**Stated goal 1:**
Answer these questions using the passage on AML trends for 2024.
(a) What new body does the European Union plan to establish?
(b) How can AI help AML teams optimise their processes and resources?
(c) How must financial crime risks increasingly be seen?
**Stated goal 2:** Copy out word for word everything in the passage on AML trends from "As we enter" down to "or revised initiatives.".

**Passage:**
........

As we enter a new year, we outline how three key AML areas will impact regulated businesses in 2024.

1. Regulatory changes

One of the significant AML trends for 2024 is the expected adoption of new or revised initiatives. 

For example, the European Union (EU) has plans to adopt a new AML package to harmonise rules in the union, establish a new AML authority (AMLA), and enhance cooperation and information sharing among the member states. 

Moreover, the changes will likely increase regulatory scrutiny and enforcement.

These regulatory changes will significantly impact regulated businesses, requiring them to strengthen their AML policies, implement more efficient procedures, and further educate their staff.

2. Artificial intelligence in AML

Without a doubt, 2024 is the year many businesses will adopt new technologies, such as artificial intelligence (AI), to enhance the efficiency and effectiveness of their AML processes.

AI will affect AML teams in various ways. Here are some possible consequences:

  • Companies must invest heavily in upskilling AML teams to get the necessary capabilities to use advanced technologies and methods.
  • AI can help improve the detection and prevention of financial crimes by using advanced algorithms that can learn from data, adapt to new trends, and reduce false positives.
  • AI can help AML teams optimise their processes and resources by automating repetitive tasks.

AI can also pose some challenges and risks for AML teams, such as ensuring the trustworthiness, transparency, and compliance of AI models. 

Therefore, it can be a powerful tool but requires responsible use. Before onboarding new technology in your organisation, hiring a skilled consultant or consulting with another capable third party is advisable.

3. Integrated AML processes

As regulations become stricter and financial crime becomes more sophisticated, AML teams must manage risks more efficiently across and between channels, products, and systems. Financial crime risks must be increasingly seen as a whole, not as separate parts.

We've written about how the role of the AML specialist is evolving. AML specialists should use a broader and more connected strategy to deal with the changing and complex nature of financial crime.

........

Location labeling records

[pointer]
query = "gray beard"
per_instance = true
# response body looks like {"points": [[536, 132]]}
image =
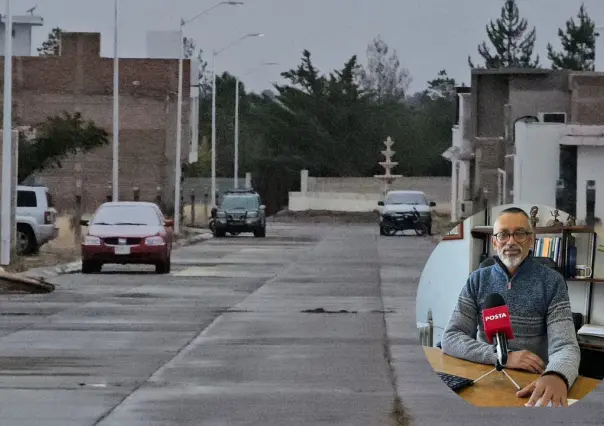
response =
{"points": [[510, 261]]}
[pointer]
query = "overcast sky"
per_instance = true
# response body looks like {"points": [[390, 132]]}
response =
{"points": [[428, 35]]}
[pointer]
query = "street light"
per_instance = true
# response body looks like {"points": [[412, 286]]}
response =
{"points": [[214, 54], [6, 228], [236, 156], [178, 170], [116, 116]]}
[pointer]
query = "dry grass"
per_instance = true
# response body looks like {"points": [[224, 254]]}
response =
{"points": [[63, 249], [201, 218]]}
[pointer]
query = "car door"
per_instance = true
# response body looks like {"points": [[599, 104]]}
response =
{"points": [[168, 230]]}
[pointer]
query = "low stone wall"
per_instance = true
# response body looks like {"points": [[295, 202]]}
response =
{"points": [[436, 188]]}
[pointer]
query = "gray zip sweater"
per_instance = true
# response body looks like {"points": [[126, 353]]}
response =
{"points": [[539, 306]]}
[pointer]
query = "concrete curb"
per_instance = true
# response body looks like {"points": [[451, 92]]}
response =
{"points": [[44, 273]]}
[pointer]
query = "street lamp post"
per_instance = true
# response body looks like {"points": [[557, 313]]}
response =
{"points": [[214, 55], [116, 116], [177, 158], [236, 151], [6, 226]]}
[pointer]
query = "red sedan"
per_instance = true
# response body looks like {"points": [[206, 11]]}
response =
{"points": [[127, 232]]}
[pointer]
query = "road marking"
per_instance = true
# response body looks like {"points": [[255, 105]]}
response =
{"points": [[201, 271]]}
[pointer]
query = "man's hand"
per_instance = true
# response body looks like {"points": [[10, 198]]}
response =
{"points": [[546, 389], [525, 360]]}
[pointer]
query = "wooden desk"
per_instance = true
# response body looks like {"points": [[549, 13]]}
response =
{"points": [[495, 390]]}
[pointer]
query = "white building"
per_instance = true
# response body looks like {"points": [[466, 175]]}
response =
{"points": [[22, 30], [166, 45], [537, 163], [460, 155]]}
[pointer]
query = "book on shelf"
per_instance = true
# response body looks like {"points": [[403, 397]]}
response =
{"points": [[548, 247]]}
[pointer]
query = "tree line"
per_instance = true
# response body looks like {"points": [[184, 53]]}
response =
{"points": [[334, 123], [513, 43]]}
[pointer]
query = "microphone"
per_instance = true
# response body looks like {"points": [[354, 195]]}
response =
{"points": [[497, 325]]}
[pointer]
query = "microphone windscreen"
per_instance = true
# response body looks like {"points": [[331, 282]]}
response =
{"points": [[493, 300]]}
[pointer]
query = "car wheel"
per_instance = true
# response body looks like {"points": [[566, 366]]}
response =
{"points": [[89, 267], [163, 267], [26, 240]]}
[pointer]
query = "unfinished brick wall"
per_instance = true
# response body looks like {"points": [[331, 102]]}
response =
{"points": [[80, 80]]}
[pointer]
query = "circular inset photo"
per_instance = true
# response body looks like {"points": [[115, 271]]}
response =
{"points": [[510, 307]]}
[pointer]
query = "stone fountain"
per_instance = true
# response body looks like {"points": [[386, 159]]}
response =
{"points": [[387, 178]]}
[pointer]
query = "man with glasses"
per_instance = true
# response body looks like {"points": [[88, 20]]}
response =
{"points": [[544, 334]]}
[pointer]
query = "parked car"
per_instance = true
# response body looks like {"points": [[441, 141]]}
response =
{"points": [[127, 232], [401, 203], [239, 211], [36, 219]]}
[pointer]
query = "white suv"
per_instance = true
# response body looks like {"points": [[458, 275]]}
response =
{"points": [[36, 218]]}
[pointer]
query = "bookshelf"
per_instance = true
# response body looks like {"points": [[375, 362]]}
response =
{"points": [[559, 244]]}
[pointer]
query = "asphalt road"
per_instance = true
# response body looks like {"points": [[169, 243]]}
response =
{"points": [[287, 330]]}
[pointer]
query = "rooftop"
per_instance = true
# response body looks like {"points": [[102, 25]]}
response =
{"points": [[25, 20]]}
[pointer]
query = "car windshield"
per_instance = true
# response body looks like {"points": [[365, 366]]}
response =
{"points": [[126, 215], [239, 202], [407, 198]]}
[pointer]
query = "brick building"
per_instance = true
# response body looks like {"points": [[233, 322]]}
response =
{"points": [[81, 80], [483, 151]]}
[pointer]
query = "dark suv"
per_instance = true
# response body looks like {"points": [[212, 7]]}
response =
{"points": [[239, 211]]}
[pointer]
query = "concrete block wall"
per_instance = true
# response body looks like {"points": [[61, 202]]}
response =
{"points": [[437, 188]]}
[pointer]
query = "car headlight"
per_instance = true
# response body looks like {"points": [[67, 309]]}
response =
{"points": [[154, 241], [90, 240]]}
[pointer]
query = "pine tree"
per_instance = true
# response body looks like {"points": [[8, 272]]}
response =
{"points": [[513, 48], [578, 44], [384, 78], [52, 45]]}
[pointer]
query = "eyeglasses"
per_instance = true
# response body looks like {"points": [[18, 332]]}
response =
{"points": [[520, 236]]}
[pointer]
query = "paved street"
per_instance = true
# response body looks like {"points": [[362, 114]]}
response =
{"points": [[290, 330]]}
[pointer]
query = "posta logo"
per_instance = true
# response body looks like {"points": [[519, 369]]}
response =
{"points": [[495, 317]]}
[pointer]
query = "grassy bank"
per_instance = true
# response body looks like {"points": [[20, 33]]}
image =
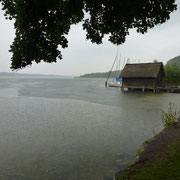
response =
{"points": [[164, 166]]}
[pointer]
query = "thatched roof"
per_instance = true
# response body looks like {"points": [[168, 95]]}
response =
{"points": [[147, 70]]}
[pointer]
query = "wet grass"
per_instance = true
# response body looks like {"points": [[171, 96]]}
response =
{"points": [[165, 166]]}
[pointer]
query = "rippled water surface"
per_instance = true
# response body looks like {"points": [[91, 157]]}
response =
{"points": [[73, 129]]}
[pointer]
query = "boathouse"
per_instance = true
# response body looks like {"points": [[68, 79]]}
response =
{"points": [[143, 76]]}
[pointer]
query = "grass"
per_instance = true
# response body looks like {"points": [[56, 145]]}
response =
{"points": [[165, 166]]}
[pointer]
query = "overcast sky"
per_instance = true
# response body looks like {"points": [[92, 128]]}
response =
{"points": [[161, 43]]}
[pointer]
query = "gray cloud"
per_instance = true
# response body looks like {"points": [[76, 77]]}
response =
{"points": [[82, 56]]}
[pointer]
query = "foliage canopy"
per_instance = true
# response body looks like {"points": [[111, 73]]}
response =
{"points": [[172, 74], [42, 25]]}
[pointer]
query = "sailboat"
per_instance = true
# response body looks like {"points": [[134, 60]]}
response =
{"points": [[116, 82]]}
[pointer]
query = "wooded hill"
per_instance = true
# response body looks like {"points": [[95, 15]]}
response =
{"points": [[175, 60]]}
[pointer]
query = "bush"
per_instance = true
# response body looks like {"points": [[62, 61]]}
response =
{"points": [[169, 117]]}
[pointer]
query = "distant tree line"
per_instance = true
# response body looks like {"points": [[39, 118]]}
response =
{"points": [[172, 74]]}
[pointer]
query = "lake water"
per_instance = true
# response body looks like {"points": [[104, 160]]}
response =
{"points": [[73, 129]]}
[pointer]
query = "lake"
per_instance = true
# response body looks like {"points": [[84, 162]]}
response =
{"points": [[73, 129]]}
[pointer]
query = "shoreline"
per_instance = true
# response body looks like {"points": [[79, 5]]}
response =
{"points": [[150, 151]]}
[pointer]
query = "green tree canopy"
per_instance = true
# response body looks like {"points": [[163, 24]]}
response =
{"points": [[42, 25], [172, 74]]}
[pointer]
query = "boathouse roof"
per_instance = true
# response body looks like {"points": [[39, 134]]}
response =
{"points": [[146, 70]]}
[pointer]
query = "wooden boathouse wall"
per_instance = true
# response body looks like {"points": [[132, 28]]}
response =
{"points": [[142, 76]]}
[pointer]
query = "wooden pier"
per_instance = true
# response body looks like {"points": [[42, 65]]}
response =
{"points": [[173, 89]]}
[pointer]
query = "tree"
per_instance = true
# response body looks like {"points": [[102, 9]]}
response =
{"points": [[155, 61], [42, 25], [172, 74]]}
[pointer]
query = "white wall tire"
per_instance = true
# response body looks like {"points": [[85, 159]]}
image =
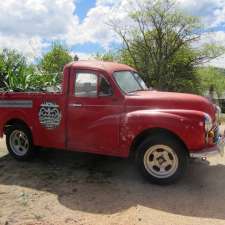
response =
{"points": [[162, 159], [19, 142]]}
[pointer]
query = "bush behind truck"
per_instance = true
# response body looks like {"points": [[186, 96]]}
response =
{"points": [[106, 108]]}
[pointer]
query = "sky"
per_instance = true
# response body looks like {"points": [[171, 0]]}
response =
{"points": [[30, 26]]}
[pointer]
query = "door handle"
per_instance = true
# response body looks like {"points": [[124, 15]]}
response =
{"points": [[75, 105]]}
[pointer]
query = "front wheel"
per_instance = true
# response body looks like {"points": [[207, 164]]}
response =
{"points": [[19, 142], [162, 159]]}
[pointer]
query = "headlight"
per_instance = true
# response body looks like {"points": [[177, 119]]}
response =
{"points": [[208, 123], [218, 112]]}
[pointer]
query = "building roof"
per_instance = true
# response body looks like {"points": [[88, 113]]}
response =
{"points": [[109, 67]]}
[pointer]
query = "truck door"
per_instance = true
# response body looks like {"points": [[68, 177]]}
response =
{"points": [[93, 113]]}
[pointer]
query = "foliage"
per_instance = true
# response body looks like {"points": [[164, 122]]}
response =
{"points": [[159, 45], [11, 64], [107, 56], [55, 59], [212, 79], [17, 75]]}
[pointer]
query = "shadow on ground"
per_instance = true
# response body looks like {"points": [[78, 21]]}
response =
{"points": [[107, 185]]}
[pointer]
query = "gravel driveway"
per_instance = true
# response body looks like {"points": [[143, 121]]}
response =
{"points": [[75, 188]]}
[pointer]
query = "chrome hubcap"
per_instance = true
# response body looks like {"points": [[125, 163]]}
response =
{"points": [[161, 161], [19, 142]]}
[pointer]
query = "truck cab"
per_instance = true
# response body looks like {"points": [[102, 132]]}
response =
{"points": [[106, 108]]}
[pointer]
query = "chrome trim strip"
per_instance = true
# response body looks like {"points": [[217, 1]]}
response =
{"points": [[16, 104]]}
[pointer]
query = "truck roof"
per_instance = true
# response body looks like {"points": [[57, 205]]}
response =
{"points": [[109, 67]]}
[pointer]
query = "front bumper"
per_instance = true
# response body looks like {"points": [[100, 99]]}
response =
{"points": [[218, 149]]}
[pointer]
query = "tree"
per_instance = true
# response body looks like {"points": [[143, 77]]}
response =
{"points": [[212, 80], [109, 56], [55, 60], [12, 64], [159, 46]]}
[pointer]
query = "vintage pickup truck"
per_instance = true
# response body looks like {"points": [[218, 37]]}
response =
{"points": [[106, 108]]}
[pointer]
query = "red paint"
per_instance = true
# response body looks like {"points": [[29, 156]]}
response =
{"points": [[109, 125]]}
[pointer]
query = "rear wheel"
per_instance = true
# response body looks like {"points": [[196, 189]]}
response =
{"points": [[162, 159], [19, 142]]}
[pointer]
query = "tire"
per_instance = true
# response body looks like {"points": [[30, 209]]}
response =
{"points": [[19, 142], [162, 159]]}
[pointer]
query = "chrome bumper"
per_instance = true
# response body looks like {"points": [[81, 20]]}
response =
{"points": [[218, 149]]}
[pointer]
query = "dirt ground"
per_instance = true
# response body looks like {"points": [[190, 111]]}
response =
{"points": [[75, 188]]}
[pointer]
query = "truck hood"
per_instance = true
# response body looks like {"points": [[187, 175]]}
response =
{"points": [[170, 100]]}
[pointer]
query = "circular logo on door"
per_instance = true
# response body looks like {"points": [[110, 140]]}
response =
{"points": [[49, 115]]}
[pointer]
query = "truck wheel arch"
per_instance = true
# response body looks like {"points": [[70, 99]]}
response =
{"points": [[153, 131], [15, 121]]}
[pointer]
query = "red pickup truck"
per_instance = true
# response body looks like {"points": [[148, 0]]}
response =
{"points": [[106, 108]]}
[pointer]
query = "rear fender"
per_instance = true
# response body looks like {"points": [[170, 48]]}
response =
{"points": [[186, 124]]}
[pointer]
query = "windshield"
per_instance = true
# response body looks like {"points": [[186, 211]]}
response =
{"points": [[129, 81]]}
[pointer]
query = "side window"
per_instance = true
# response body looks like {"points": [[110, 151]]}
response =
{"points": [[104, 87], [86, 85]]}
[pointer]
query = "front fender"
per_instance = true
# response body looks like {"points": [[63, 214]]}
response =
{"points": [[15, 114], [186, 124]]}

........

**Task answer 1:**
(a) A new AML authority (AMLA).
(b) By automating repetitive tasks.
(c) As a whole, not as separate parts.

**Task answer 2:**
As we enter a new year, we outline how three key AML areas will impact regulated businesses in 2024.

1. Regulatory changes

One of the significant AML trends for 2024 is the expected adoption of new or revised initiatives.